>> begin Extract to read

DuckSpeak

DuckSpeak bridges the communication gap between the Deaf and hearing communities with a fully browser-based, privacy-first interface.

Inspiration

Every day, 70 million deaf people face communication barriers in education, workplaces, and daily life. Only about 1% of the world knows sign language, meaning simple interactions often require an interpreter or are impossible altogether.

We asked ourselves: “What if technology could merge human senses, making visual language audible, and speech visible?”

That question inspired DuckSpeak, a bridge between the deaf and hearing worlds that truly embodies the Human Augmentation track: enhancing human ability and inclusivity through AI.

What it does

DuckSpeak enables real-time bidirectional translation between American Sign Language (ASL) and spoken English during live video calls.

  • A deaf user signs → the app detects and translates it into speech and captions for hearing participants.
  • A hearing user speaks → the app generates captions in real time.

It’s the first platform that allows two-way communication in video calls *without interpreters or external tools", breaking the accessibility barrier instantly.

How we built it

We built DuckSpeak as a cross-platform Progressive Web App (PWA) using React + Next.js, so users launch it like a native app, through their web browser, no installation required.

Tech stack highlights:

  • MediaPipe Hands – 84-point landmark tracking for both hands in real time.
  • Custom KNN Classifier – Recognizes ASL gestures with temporal smoothing.
  • LiveKit (WebRTC) – Sub-100ms low-latency video streaming.
  • Web Speech API – Real-time speech recognition and TTS.
  • IndexedDB + Transfer Learning – Auto-adapts the gesture model to each user’s unique signing style.

The system captures motion data with MediaPipe, structures it as temporal landmarks, interprets using an in-app model, and returns the result as text or voice, all within seconds.

>> end Extract to read
>> begin Given data

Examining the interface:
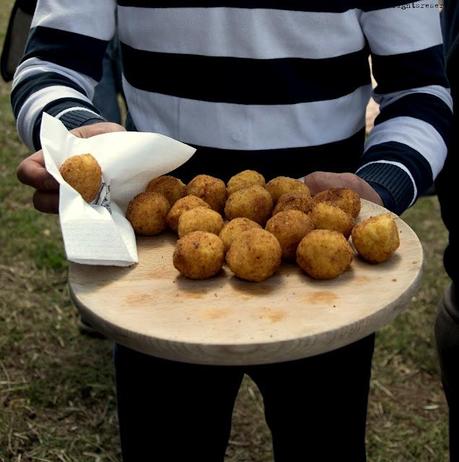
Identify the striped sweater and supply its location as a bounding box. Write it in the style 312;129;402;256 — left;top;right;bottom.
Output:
12;0;452;213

>> end Given data

◆ **Challenges**
A: According to the DuckSpeak write-up, what technology provides the low-latency video streaming?
B: Extend the DuckSpeak write-up, picking up after its final sentence.

◆ **Per-task outputs**
A: LiveKit (WebRTC)

B:
Challenges we ran into

  • Dynamic ASL movement: Capturing gestures that rely on motion, not just static poses, required streaming 3D landmark data over time.
  • Real-time latency: Keeping ML inference under 100ms per frame while maintaining video quality.
  • Two-hand recognition: Handling asynchronous gestures and partial occlusions in live webcam feeds.
  • Video Streaming: Video feed kept being choppy, due to the feed being shared between the model and the UI, so we implemented a double-layer approach with the interpreted layer below the raw data layer, which was the layer we showed to the user.

Accomplishments that we’re proud of

  • Built a working ASL ↔ speech translator in just 36 hours.
  • Achieved real-time communication between deaf and hearing users without interpreters.
  • Designed a browser-based solution that anyone can access instantly.
  • Created a seamless demo experience, “hello” in sign → instant caption → instant speech output.
  • Most importantly, showed how ML can enhance human connection, not replace it.

What we learned

  • Learned to optimize MediaPipe pipelines for dual-hand tracking without frame drops.
  • Mastered WebRTC integration and speech APIs for synchronous communication.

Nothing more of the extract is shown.